→ **DOCUMENT**:
━━━━━━━━━━━━━━━━━━━━━━━━━━━━━━
After seven long days of observing the Heebs in action, I think it’s safe to say that I’m pretty much an expert on the holiday of Pesach, also known as the Pestival of Matzo. In order to enlighten my non-Jewish and other unworldly readers, I will provide you with some of my most significant discoveries of the last week.
1. Bread vs. Matzo.
During Passover, it is customary to give up bread in favor of everything unleavened – egg noodles, matzo pizza, yeast-less cereal, cardboard cakes/cookies/brownies/muffins, basically every carbohydrate you can think of but made with enough artificial ingredients and a shorter preparation time than it takes for the bad guys to drive us out of Egypt. And why do we eat these crap-ass food items? My thesis is that it is purely so that we can pull a piece of crumbly matzo dipped in peanut butter out of our lunch boxes and shriek, “Hey, look at me, I’m Jewish!” Come on, did you really think anyone actually likes the taste of matzo? I mean…
But in Eretz Yisrael there is no need to prove your Jewishness to anyone for obvious reasons, so you can trust me when I say that not one piece of matzo will ever make its way into my stomach! Instead, I’ve taken the anti-establishment approach and eaten as much yeast-filled cuisine as possible: pretzels, rice cakes, granola bars, pita (of both the traditional and Druzi varieties), even good old-fashioned bread. Mmm mmmm, carbs.
2. Seven vs. Eight Days.
Pesach is a day shorter in Israel, probably because a whole week of not eating the Israeli diet of Hummus and Pita is already too much to ask. Plus, we’re already doing the rest of the world a favor by awaiting the arrival of the Messiah in the Holy Land, so it’s kind of like getting a tax break for all the mitzvot we’re carrying out.
3. Spring Cleaning.
━━━━━━━━━━━━━━━━━━━━━━━━━━━━━━
→ **DATA**:
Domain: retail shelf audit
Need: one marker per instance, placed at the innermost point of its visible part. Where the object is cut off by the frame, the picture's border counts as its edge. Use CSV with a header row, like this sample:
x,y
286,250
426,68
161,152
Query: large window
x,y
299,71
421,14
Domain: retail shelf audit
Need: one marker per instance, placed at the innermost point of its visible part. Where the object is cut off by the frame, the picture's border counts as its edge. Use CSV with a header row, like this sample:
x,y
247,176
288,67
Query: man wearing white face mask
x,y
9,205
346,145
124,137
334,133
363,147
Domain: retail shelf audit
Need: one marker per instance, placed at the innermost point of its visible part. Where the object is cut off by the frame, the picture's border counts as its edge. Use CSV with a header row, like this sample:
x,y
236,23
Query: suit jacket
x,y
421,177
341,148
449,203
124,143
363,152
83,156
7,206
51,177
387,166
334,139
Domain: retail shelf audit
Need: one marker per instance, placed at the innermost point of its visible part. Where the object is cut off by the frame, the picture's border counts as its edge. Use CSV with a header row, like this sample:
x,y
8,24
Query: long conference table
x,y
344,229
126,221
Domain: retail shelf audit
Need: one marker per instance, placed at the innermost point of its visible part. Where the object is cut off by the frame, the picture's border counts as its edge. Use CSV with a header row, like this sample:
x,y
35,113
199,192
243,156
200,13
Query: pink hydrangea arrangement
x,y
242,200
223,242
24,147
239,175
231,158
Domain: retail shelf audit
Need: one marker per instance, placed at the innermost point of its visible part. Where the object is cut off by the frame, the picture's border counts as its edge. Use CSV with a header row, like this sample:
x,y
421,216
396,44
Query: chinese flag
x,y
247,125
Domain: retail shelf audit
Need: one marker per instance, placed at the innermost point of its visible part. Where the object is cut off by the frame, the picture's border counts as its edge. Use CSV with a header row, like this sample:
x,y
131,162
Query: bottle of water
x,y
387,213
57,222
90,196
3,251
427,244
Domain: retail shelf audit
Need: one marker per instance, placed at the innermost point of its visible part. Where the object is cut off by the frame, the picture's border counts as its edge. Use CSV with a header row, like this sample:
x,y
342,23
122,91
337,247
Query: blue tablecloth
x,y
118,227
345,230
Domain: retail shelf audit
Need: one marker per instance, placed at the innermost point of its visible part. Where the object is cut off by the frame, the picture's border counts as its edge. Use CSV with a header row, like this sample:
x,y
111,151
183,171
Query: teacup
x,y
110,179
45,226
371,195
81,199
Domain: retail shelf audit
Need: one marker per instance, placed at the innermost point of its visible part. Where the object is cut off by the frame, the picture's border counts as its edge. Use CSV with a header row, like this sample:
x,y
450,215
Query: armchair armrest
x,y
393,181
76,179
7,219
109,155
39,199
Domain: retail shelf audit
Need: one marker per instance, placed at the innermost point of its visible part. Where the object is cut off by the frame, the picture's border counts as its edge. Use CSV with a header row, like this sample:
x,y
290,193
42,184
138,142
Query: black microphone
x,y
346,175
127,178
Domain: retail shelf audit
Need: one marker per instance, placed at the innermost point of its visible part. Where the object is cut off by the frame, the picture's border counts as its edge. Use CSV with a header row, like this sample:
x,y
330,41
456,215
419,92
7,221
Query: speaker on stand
━━━━━━━━━━━━━━━━━━━━━━━━━━━━━━
→ **THINGS TO DO**:
A: According to the Passover post, how many days does Pesach last in Israel?
B: Give again the part of the Passover post starting at "2. Seven vs." and ending at "3. Spring Cleaning.".
C: What reasons does the Passover post offer for Pesach being a day shorter in Israel?

→ **ANSWERS FOR THIS EXERCISE**:
A: Seven days, one day shorter than elsewhere.

B:
2. Seven vs. Eight Days.
Pesach is a day shorter in Israel, probably because a whole week of not eating the Israeli diet of Hummus and Pita is already too much to ask. Plus, we’re already doing the rest of the world a favor by awaiting the arrival of the Messiah in the Holy Land, so it’s kind of like getting a tax break for all the mitzvot we’re carrying out.
3. Spring Cleaning.

C: The post suggests that a whole week without the Israeli diet of hummus and pita is already too much to ask. It adds that Jews in Israel already do the rest of the world a favor by awaiting the Messiah in the Holy Land, so the shorter holiday is like a tax break for all the mitzvot they carry out.